(Records contained in a dataset)
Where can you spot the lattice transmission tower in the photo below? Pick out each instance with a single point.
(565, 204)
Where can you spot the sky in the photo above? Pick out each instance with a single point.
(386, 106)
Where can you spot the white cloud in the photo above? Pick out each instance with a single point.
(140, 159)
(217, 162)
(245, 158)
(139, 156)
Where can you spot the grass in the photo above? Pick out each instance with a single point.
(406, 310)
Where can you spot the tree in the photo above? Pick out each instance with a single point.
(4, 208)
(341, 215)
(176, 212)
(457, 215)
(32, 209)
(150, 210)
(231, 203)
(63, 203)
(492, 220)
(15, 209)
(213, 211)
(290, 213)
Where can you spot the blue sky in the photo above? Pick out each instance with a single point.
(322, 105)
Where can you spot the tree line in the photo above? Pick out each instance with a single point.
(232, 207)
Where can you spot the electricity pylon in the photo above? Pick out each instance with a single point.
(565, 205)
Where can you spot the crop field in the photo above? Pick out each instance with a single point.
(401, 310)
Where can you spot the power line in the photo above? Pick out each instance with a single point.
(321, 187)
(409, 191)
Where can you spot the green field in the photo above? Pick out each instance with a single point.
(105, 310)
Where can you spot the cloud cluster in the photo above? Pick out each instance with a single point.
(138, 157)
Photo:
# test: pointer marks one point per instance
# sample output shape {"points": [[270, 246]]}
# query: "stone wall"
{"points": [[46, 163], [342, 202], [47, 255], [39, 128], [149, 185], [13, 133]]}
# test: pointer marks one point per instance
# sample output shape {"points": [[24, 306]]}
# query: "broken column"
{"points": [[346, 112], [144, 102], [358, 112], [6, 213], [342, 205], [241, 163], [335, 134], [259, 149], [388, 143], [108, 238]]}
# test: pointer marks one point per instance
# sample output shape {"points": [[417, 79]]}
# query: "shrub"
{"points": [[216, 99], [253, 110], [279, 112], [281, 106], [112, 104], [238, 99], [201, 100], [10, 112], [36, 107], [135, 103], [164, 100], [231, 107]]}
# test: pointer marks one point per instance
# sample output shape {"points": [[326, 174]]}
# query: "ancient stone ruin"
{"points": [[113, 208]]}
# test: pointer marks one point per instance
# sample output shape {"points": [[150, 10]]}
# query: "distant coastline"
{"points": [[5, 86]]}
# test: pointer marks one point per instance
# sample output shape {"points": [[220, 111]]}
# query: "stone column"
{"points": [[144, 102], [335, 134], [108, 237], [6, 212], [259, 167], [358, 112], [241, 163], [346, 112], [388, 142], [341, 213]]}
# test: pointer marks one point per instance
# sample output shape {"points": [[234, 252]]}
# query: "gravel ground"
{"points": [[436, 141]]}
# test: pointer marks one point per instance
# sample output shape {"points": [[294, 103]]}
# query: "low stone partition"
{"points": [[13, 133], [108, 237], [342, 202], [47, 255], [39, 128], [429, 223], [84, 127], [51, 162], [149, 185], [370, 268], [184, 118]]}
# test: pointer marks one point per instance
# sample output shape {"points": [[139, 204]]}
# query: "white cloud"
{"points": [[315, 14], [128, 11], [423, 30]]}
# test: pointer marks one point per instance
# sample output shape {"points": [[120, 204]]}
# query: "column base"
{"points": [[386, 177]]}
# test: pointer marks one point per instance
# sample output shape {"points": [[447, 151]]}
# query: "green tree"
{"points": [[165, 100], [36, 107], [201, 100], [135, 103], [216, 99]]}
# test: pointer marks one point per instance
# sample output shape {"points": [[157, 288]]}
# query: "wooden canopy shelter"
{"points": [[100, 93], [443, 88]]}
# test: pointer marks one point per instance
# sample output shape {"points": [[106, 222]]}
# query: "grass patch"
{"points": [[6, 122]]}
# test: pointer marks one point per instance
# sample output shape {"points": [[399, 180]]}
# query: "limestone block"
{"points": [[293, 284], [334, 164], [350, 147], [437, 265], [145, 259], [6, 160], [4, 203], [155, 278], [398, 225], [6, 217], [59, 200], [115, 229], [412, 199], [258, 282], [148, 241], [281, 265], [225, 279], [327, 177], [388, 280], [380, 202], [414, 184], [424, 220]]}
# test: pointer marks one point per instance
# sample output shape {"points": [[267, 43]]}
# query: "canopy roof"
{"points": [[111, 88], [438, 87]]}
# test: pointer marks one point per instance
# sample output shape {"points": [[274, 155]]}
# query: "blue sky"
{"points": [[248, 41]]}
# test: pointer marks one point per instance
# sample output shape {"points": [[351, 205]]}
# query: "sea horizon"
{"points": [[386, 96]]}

Task instructions | For every entry above, write out an exact copy.

Task answer |
Where can you spot the lattice transmission tower in the photo below? Pick out each instance with a single point.
(565, 204)
Where can you spot the sky in the photo above? Pick out each instance with a single point.
(386, 106)
Where can you spot the white cloud in the photo above? Pick out each instance with a single point.
(140, 159)
(217, 162)
(245, 158)
(139, 156)
Where can you spot the grass in the photo above? Pick out each instance with a single point.
(406, 310)
Where can you spot the tree in the photo above? Pick out each instance with a single point.
(4, 208)
(341, 215)
(176, 212)
(457, 215)
(32, 209)
(150, 210)
(231, 203)
(63, 203)
(492, 220)
(15, 209)
(213, 211)
(290, 213)
Where can you spot the blue sky in the photo above? Pick out each instance with a single point.
(322, 105)
Where can you spot the tree line in the photo above? Pick out each instance with a single point.
(232, 207)
Where can you spot the electricity pylon in the photo above? Pick out each instance with a single point.
(565, 205)
Where can you spot the crop field in the photo above? Pick out each instance with a single point.
(401, 310)
Where can you spot the power line in the photo above? Pick out each instance with a single point.
(321, 187)
(409, 191)
Where can you spot the green field in the photo above? Pick out each instance with a single point.
(105, 310)
Where can you spot the cloud cluster in the photo above? Pick out each instance with a single point.
(138, 157)
Photo:
# test: pointer marks one point per instance
# sample output shape {"points": [[270, 246]]}
# query: "stone wall"
{"points": [[46, 163], [342, 202], [47, 255], [39, 128], [149, 185], [13, 133]]}
# test: pointer marks one point per instance
# sample output shape {"points": [[24, 306]]}
# query: "broken column"
{"points": [[346, 112], [144, 102], [358, 112], [6, 213], [342, 205], [241, 163], [335, 134], [259, 149], [388, 143], [108, 238]]}
# test: pointer marks one point per instance
# sample output shape {"points": [[417, 79]]}
# query: "shrub"
{"points": [[216, 99], [253, 110], [279, 112], [281, 106], [112, 104], [238, 99], [201, 100], [10, 112], [36, 107], [135, 103], [164, 100], [231, 107]]}
# test: pointer marks one point per instance
# sample output shape {"points": [[326, 174]]}
# query: "ancient stone ruin"
{"points": [[113, 208]]}
# test: pointer marks one point per instance
# sample output shape {"points": [[150, 10]]}
# query: "distant coastline"
{"points": [[5, 86]]}
# test: pointer marks one point per instance
# sample output shape {"points": [[220, 111]]}
# query: "stone column"
{"points": [[144, 102], [335, 134], [108, 237], [6, 212], [259, 167], [358, 112], [241, 163], [346, 112], [388, 142], [341, 213]]}
# test: pointer marks one point per instance
# sample output shape {"points": [[234, 252]]}
# query: "gravel ground"
{"points": [[436, 141]]}
# test: pointer marks one point per instance
# sample output shape {"points": [[294, 103]]}
# query: "low stone partition"
{"points": [[13, 133], [108, 237], [342, 202], [47, 255], [39, 128], [429, 223], [84, 127], [51, 162], [149, 185], [370, 268], [184, 118]]}
# test: pointer marks one point per instance
# sample output shape {"points": [[139, 204]]}
# query: "white cloud"
{"points": [[315, 14], [128, 11], [423, 30]]}
# test: pointer marks one point per instance
# sample output shape {"points": [[120, 204]]}
# query: "column base"
{"points": [[386, 177]]}
# test: pointer marks one point per instance
# sample output shape {"points": [[447, 151]]}
# query: "green tree"
{"points": [[165, 100], [36, 107], [201, 100], [135, 103], [216, 99]]}
# test: pointer marks one point per instance
# sample output shape {"points": [[157, 288]]}
# query: "wooden canopy shelter"
{"points": [[100, 93], [443, 88]]}
# test: pointer marks one point per instance
# sample output shape {"points": [[106, 222]]}
# query: "grass patch"
{"points": [[6, 122]]}
# test: pointer marks one point per instance
# sample output shape {"points": [[399, 180]]}
# query: "limestone block"
{"points": [[293, 284], [334, 164], [350, 147], [437, 265], [145, 259], [6, 160], [4, 203], [155, 278], [398, 225], [6, 217], [59, 200], [115, 229], [412, 199], [258, 282], [148, 241], [281, 265], [225, 279], [327, 177], [388, 280], [380, 202], [414, 184], [424, 220]]}
# test: pointer marks one point per instance
# sample output shape {"points": [[267, 43]]}
# query: "canopy roof"
{"points": [[111, 88], [438, 87]]}
# test: pointer marks one point per instance
# sample output shape {"points": [[274, 155]]}
# query: "blue sky"
{"points": [[248, 41]]}
# test: pointer marks one point per instance
# sample output shape {"points": [[351, 205]]}
# query: "sea horizon"
{"points": [[386, 96]]}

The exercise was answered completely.